Transcribe each line exactly.

Entries from a pointing dataset:
* Start *

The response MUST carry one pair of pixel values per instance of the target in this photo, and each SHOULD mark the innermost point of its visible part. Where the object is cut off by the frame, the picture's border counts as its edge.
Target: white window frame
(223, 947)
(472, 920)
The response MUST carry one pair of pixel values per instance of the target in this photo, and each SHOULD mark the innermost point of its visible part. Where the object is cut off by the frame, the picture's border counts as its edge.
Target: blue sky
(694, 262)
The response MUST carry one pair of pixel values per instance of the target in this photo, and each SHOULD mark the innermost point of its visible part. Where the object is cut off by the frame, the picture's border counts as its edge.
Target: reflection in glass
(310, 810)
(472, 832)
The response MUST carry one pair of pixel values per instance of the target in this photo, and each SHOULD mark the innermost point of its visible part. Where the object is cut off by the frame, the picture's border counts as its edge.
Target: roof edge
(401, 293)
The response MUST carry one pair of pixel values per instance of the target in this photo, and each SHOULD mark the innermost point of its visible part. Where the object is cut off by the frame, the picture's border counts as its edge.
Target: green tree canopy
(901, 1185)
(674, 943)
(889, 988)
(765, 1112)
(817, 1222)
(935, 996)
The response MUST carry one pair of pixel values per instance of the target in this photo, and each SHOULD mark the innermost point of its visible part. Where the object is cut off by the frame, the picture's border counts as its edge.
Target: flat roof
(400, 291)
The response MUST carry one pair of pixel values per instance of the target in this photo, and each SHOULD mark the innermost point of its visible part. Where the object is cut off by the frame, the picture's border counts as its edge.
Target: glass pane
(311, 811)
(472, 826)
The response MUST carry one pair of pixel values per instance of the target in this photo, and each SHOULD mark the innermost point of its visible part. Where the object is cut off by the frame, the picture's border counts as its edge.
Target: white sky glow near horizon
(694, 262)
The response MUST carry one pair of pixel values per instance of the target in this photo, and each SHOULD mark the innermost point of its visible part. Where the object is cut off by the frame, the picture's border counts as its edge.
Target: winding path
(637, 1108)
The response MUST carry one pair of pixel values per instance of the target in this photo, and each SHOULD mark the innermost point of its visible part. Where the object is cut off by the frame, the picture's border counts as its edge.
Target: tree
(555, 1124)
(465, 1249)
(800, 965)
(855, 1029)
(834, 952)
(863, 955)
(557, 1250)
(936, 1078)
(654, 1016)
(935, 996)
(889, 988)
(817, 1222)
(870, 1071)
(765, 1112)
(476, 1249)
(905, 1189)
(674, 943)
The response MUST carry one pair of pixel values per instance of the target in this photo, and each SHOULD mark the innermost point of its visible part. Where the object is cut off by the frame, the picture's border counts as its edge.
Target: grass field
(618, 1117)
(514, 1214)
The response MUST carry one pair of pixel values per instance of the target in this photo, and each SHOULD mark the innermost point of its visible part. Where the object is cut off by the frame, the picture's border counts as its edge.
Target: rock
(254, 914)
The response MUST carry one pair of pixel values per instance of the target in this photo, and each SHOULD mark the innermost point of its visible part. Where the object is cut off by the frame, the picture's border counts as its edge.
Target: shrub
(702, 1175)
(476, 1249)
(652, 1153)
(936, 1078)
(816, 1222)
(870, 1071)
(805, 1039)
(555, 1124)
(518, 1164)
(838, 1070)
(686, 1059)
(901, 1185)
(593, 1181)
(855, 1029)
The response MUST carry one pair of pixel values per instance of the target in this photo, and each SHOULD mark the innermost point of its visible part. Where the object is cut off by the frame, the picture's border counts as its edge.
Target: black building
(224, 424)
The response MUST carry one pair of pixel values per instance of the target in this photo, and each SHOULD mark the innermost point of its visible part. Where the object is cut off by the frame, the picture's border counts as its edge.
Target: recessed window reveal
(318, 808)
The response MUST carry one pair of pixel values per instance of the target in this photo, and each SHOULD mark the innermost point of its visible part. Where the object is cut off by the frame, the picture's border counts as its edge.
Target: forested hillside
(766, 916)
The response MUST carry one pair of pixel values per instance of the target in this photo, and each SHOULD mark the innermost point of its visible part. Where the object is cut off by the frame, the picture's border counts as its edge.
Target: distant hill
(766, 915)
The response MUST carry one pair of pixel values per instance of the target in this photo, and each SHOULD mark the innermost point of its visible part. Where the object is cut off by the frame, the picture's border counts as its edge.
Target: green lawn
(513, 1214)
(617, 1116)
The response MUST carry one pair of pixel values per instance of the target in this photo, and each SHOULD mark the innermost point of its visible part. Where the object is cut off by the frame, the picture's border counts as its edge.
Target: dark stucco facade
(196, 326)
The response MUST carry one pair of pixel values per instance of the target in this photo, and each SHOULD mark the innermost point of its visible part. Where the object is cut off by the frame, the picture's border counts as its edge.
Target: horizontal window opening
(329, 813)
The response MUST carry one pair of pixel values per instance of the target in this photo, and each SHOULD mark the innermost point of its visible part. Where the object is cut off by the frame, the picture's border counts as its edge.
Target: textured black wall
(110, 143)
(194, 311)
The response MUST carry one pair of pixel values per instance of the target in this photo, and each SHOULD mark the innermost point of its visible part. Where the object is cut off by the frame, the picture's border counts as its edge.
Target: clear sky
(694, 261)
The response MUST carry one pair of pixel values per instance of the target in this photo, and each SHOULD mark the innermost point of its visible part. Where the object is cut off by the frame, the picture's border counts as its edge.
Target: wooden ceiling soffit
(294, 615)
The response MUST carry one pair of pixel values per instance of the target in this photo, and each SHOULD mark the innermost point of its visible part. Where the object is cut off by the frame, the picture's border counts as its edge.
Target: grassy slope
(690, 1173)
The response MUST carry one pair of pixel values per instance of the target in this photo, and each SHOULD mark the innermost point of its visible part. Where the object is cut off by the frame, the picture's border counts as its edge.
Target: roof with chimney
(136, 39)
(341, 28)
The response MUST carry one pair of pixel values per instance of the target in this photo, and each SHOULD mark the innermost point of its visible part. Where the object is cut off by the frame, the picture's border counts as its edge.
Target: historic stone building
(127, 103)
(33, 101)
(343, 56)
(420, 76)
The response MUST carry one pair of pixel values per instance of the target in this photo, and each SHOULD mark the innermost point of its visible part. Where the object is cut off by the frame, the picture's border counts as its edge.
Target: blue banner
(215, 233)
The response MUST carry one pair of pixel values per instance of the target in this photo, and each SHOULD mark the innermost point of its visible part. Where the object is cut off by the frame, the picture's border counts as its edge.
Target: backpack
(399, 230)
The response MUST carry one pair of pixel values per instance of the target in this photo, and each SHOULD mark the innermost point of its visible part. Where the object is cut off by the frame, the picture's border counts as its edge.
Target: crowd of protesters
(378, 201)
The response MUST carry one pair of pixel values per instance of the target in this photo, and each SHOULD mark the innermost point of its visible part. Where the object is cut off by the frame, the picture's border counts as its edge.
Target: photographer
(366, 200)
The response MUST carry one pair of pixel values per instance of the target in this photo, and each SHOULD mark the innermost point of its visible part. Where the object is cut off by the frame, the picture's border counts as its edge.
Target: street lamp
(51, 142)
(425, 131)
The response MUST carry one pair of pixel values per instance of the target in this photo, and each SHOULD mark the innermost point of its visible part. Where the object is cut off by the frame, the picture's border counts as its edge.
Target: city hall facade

* End *

Solution to the exercise -
The response MUST carry one pair of pixel values per instance of the target in this photo, and each SHOULD mark the innermost point of its visible part. Where the object is cut off by the frame, the picture's border counts as its edge.
Target: white window frame
(223, 947)
(472, 920)
The response MUST carry one pair of pixel values per instance of the target in this photo, and each SHOULD mark the innermost point of its visible part. Where the object is cut off by the frame, the picture's border counts as its edge.
Target: blue sky
(694, 262)
The response MUST carry one pair of pixel values per instance of the target in this photo, and each SHOULD mark the innermost point of its visible part. Where the object is cut off by the frame, the picture's border counts as its edge.
Target: reflection in glass
(310, 810)
(472, 832)
The response MUST carry one pair of pixel values per instance of the target in this photo, and each SHOULD mark the innermost point of its visible part. Where the object is cut off by the frame, the picture's border counts as its edge.
Target: roof edge
(401, 293)
The response MUST carry one pair of pixel values per instance of the target in this photo, and each SHOULD mark the innermost point of its visible part. Where the object is cut off by the frame, the picture's border counts as its edge.
Target: green tree canopy
(901, 1185)
(674, 943)
(889, 988)
(765, 1112)
(817, 1222)
(935, 996)
The response MUST carry one pair of pixel values per instance of the target in this photo, and each SHOULD mark the innermost point of its visible part. Where the object is cut off by the frame, the picture's border counts as its edge.
Target: flat roof
(400, 291)
The response MUST carry one pair of pixel values per instance of the target in this photo, and each SHOULD mark the innermost point of its visible part. Where the object is cut off by the frame, the picture's border counts as its edge.
Target: glass pane
(311, 811)
(472, 826)
The response MUST carry one pair of pixel values per instance of the target in this photo, and each SHOULD mark the innermost point of its visible part. Where the object is cut off by the frame, the picture's border counts as its edge.
Target: white sky glow near horizon
(694, 262)
The response MUST carry one pair of pixel values per instance of the target in this photo, and each SHOULD mark the innermost point of its visible part. Where the object is cut off by the frame, the picture's border counts as its edge.
Target: winding path
(637, 1108)
The response MUST carry one pair of pixel values per instance of the target in this photo, and each SHOULD mark the innermost point of its visible part. Where the object is cut off by the frame, the picture's border counts as its edge.
Target: tree
(555, 1124)
(465, 1249)
(800, 965)
(855, 1029)
(834, 952)
(863, 955)
(557, 1250)
(936, 1078)
(654, 1016)
(935, 996)
(889, 988)
(817, 1222)
(870, 1071)
(765, 1112)
(476, 1249)
(905, 1189)
(674, 943)
The response MUST carry one pair of pixel values per instance of the target in this photo, and each SHOULD mark the innermost point of its visible part. Where the object is cut off by the frame, the picture's border counts as its edge.
Target: grass field
(618, 1117)
(514, 1214)
The response MUST carry one pair of pixel values per instance of the target in this photo, and each SHOULD mark the innermost point of its visible part. Where the object is cut off by the frame, the picture's border counts as its edge.
Target: rock
(254, 914)
The response MUST carry one pair of pixel values per instance of the target in this photo, and each SHOULD mark the innermost point of its visible part. Where the object is cut off by the frame, the picture's border counts as its edge.
Target: shrub
(702, 1175)
(476, 1249)
(652, 1153)
(936, 1078)
(816, 1222)
(870, 1071)
(805, 1039)
(555, 1124)
(518, 1164)
(838, 1070)
(686, 1059)
(901, 1185)
(593, 1181)
(855, 1029)
The response MUST carry one pair of pixel values per instance of the target in this photo, and each SHOULD mark the innermost point of its visible part. Where the object is cut off by the frame, the picture's border counts as its edge.
Target: black building
(224, 424)
The response MUST carry one pair of pixel values per instance of the target in this photo, and each SHOULD mark the innermost point of its visible part. Where the object is cut off by the frame, the picture's border counts as its edge.
Target: recessed window reveal
(318, 808)
The response MUST carry one pair of pixel values per instance of the target in this photo, and each SHOULD mark the innermost point of its visible part. Where the object is cut off by the frame, the picture's border counts as its edge.
Target: forested hillside
(766, 916)
The response MUST carry one pair of pixel values per instance of the target in this photo, and each SHOULD mark the innermost point of its visible part. Where the object is cut off by the frame, the picture's border counts as its edge.
Target: distant hill
(766, 915)
The response MUST carry one pair of pixel values per instance of the target in this photo, and each SHOULD mark the innermost point of its visible part. Where the object is cut off by the frame, the picture's border counts as its edge.
Target: green lawn
(513, 1214)
(617, 1116)
The response MUST carry one pair of pixel values per instance of the target in this photo, and each SHOULD mark the innermost point of its visible part. Where the object is cut off by the frame, the picture's border counts as its edge.
Target: dark stucco facade
(196, 326)
The response MUST carry one pair of pixel values per instance of the target in this photo, and each SHOULD mark the innermost point of its visible part. Where the object is cut off by the frame, the picture's border counts as its edge.
Target: horizontal window opening
(329, 813)
The response MUST carry one pair of pixel values per instance of the target in this photo, and each SHOULD mark the innermost point of its visible part. Where the object is cut off by the frame, the picture's border counts as its edge.
Target: textured black wall
(110, 143)
(194, 311)
The response MUST carry one pair of pixel values per instance of the target in this photo, and each SHOULD mark the innermost point of its visible part. Where the object is cut off by the frame, the picture's border counts as its edge.
Target: clear sky
(694, 261)
The response MUST carry one pair of pixel values per instance of the target in this photo, and each SHOULD mark the innermost point of its visible part. Where the object is cut off by the frame, the picture's border counts as its edge.
Target: wooden ceiling soffit
(294, 615)
The response MUST carry one pair of pixel values per instance of the target in this photo, and each SHOULD mark the innermost point of its visible part. Where the object is cut off by the frame, the picture's border counts as its edge.
Target: grassy slope
(690, 1173)
The response MUST carry one pair of pixel values per instance of the target in this photo, and each SHOULD mark the innermost point of its visible part. Where the object is cut off by the frame, the picture's border counts as its edge.
Target: roof with chimney
(136, 39)
(341, 28)
The response MUST carry one pair of pixel values per instance of the target in this photo, and each SHOULD mark the innermost point of its visible part. Where the object is cut off by the frame, the picture's border counts as its edge.
Target: historic stone building
(127, 103)
(33, 101)
(343, 56)
(420, 76)
The response MUST carry one pair of pixel values per instance of the target in this photo, and each SHOULD mark the innermost point of its visible part. Where the object is cut off by the frame, the picture's border counts as its edge.
Target: blue banner
(215, 233)
The response MUST carry one pair of pixel values per instance of the target in this photo, and each SHOULD mark the innermost point of its visible part. Where the object is cut off by the frame, the picture's border counts as its edge.
Target: backpack
(399, 230)
The response MUST carry one pair of pixel values per instance of the target in this photo, and each SHOULD mark the innermost point of its visible part. Where the object is cut off by the frame, the picture's border counts as its edge.
Target: crowd of protesters
(378, 201)
The response MUST carry one pair of pixel values per instance of the target in this photo, and each SHOULD mark the innermost point of its visible part. Where the object is cut off by the frame, the picture's border counts as its edge.
Target: photographer
(366, 200)
The response MUST carry one pair of pixel values per instance of the target in this photo, and each SHOULD mark the innermost point of its visible part. Where the object is cut off by the frame, the picture's border counts as its edge.
Target: street lamp
(51, 142)
(425, 131)
The response MUST carry one pair of pixel values per instance of the target in this photo, and each SHOULD mark the innermost point of its visible part. Where the object is cut off by the frame, the picture's border counts as its edge.
Target: city hall facade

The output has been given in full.